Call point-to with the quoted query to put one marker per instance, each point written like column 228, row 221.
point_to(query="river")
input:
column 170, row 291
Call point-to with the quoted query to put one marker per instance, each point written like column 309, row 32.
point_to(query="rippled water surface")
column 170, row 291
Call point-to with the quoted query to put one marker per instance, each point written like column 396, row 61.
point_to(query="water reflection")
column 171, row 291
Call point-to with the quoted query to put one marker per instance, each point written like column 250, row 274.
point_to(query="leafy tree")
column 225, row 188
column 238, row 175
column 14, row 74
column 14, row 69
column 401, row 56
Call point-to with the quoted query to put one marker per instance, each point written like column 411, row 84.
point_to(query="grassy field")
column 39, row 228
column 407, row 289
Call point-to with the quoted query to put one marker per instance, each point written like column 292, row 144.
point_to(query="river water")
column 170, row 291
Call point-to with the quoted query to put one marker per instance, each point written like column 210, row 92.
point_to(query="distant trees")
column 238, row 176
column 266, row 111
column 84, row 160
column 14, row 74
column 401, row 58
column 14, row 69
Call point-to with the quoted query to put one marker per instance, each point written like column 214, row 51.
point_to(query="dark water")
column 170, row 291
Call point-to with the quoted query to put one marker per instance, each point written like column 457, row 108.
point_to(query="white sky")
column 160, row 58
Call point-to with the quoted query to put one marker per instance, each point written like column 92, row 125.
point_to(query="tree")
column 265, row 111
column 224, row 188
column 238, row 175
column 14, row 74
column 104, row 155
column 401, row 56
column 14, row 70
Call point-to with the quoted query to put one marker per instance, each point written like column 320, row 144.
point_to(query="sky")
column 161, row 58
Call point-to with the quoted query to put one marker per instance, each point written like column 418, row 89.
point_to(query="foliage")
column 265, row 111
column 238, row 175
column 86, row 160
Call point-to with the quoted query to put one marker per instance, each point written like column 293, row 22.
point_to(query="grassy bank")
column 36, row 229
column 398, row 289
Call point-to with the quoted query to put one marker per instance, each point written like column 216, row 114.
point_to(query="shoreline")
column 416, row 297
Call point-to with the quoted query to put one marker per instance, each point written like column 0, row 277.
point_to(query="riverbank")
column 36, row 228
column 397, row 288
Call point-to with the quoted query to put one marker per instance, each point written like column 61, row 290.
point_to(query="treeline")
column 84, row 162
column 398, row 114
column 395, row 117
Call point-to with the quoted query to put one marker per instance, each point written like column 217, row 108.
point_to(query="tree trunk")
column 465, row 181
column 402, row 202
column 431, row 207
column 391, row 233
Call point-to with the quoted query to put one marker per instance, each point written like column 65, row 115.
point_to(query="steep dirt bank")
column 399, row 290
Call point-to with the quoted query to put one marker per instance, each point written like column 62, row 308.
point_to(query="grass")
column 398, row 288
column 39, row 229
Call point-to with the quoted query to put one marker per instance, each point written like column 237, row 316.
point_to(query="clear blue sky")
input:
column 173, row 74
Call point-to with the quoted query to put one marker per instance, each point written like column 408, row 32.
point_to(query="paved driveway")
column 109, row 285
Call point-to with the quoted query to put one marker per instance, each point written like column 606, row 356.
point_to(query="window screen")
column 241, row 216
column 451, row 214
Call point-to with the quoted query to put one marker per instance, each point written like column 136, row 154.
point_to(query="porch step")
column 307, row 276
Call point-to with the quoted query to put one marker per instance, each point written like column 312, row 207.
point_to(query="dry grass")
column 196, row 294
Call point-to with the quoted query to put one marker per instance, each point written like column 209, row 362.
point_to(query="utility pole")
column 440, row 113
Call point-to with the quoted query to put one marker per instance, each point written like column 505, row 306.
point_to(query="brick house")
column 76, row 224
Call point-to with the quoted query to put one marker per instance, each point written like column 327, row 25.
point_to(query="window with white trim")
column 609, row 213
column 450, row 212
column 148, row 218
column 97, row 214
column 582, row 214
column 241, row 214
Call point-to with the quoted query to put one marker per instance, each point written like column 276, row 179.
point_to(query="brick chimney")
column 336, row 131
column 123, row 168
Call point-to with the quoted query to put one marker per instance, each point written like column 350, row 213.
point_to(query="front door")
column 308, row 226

> [EXERCISE DESCRIPTION]:
From the first line to the last, copy every record exactly.

> [PROBLEM SOLUTION]:
Call point-to with the quoted query to put one marker per instance, each point written like column 228, row 221.
point_to(query="river")
input:
column 170, row 291
Call point-to with the quoted query to put one marker per instance, each point written like column 309, row 32.
point_to(query="rippled water surface")
column 170, row 291
Call point-to with the quoted query to put one marker per instance, each point written like column 396, row 61.
point_to(query="water reflection")
column 171, row 291
Call point-to with the quoted query to put one marker per instance, each point written like column 250, row 274.
point_to(query="leafy tree")
column 225, row 188
column 238, row 175
column 14, row 74
column 14, row 69
column 401, row 56
Call point-to with the quoted query to put one marker per instance, each point written like column 411, row 84.
point_to(query="grassy field")
column 39, row 228
column 407, row 289
Call point-to with the quoted query to put one marker per instance, each point written like column 292, row 144.
point_to(query="river water")
column 170, row 291
Call point-to with the quoted query to put one marker per instance, each point written like column 210, row 92.
point_to(query="distant trees")
column 238, row 176
column 266, row 111
column 84, row 160
column 14, row 74
column 401, row 58
column 14, row 69
Call point-to with the quoted query to put one marker per instance, each point written like column 214, row 51.
point_to(query="dark water")
column 170, row 291
Call point-to with the quoted query to put one marker per instance, each point written like column 457, row 108.
point_to(query="white sky")
column 160, row 58
Call point-to with the quoted query to put one marker per instance, each point written like column 92, row 125.
point_to(query="tree")
column 265, row 111
column 224, row 188
column 238, row 175
column 14, row 74
column 104, row 155
column 401, row 56
column 14, row 70
Call point-to with the quoted query to put one marker per instance, each point written like column 320, row 144.
point_to(query="sky")
column 161, row 58
Call point-to with the quoted query to put one marker per instance, each point written like column 418, row 89.
point_to(query="foliage")
column 265, row 111
column 238, row 175
column 86, row 160
Call point-to with the quoted query to put one marker per instance, each point written like column 293, row 22.
point_to(query="grassy bank")
column 36, row 229
column 398, row 289
Call point-to with the quoted query to put one marker per instance, each point written like column 216, row 114.
point_to(query="shoreline")
column 416, row 297
Call point-to with the quoted query to put one marker per instance, each point written like column 0, row 277.
point_to(query="riverbank")
column 36, row 228
column 397, row 288
Call point-to with the quoted query to put one marker per instance, each point written like column 61, row 290.
point_to(query="treeline")
column 84, row 162
column 398, row 114
column 395, row 117
Call point-to with the quoted query to put one marker per instance, each point written like column 217, row 108.
point_to(query="tree trunk")
column 465, row 181
column 402, row 202
column 431, row 207
column 391, row 233
Call point-to with the quoted query to put one marker per instance, each point written like column 65, row 115.
point_to(query="steep dirt bank")
column 399, row 290
Call point-to with the quoted query to put one marker per instance, each point written like column 62, row 308.
point_to(query="grass")
column 398, row 288
column 39, row 229
Call point-to with the quoted query to put one marker per instance, each point written like column 237, row 316.
point_to(query="clear blue sky")
input:
column 173, row 74
Call point-to with the quoted query to put one marker per instance, each point written like column 408, row 32.
point_to(query="paved driveway")
column 109, row 285
Call point-to with the quoted query to put one marker per instance, each point written like column 606, row 356.
point_to(query="window screen")
column 241, row 216
column 451, row 214
Call point-to with the quoted query to put one marker per instance, each point written like column 136, row 154.
point_to(query="porch step")
column 307, row 276
Call point-to with the quoted query to put one marker per instance, each point written like column 312, row 207.
point_to(query="dry grass")
column 196, row 294
Call point-to with the quoted query to put one marker per instance, each point written like column 209, row 362.
point_to(query="utility pole")
column 440, row 113
Call point-to with the quoted query to put one marker per instance, each point written like column 505, row 306.
point_to(query="brick house")
column 76, row 224
Call point-to with the quoted query to put one marker per instance, each point written like column 327, row 25.
point_to(query="window with white trim")
column 609, row 213
column 450, row 212
column 148, row 218
column 97, row 214
column 582, row 214
column 241, row 214
Call point-to with the quoted query to put one marker per instance, each point written like column 276, row 179.
point_to(query="brick chimney")
column 336, row 131
column 123, row 168
Call point-to with the quoted query to put one marker per instance, each point written like column 350, row 213.
point_to(query="front door")
column 308, row 226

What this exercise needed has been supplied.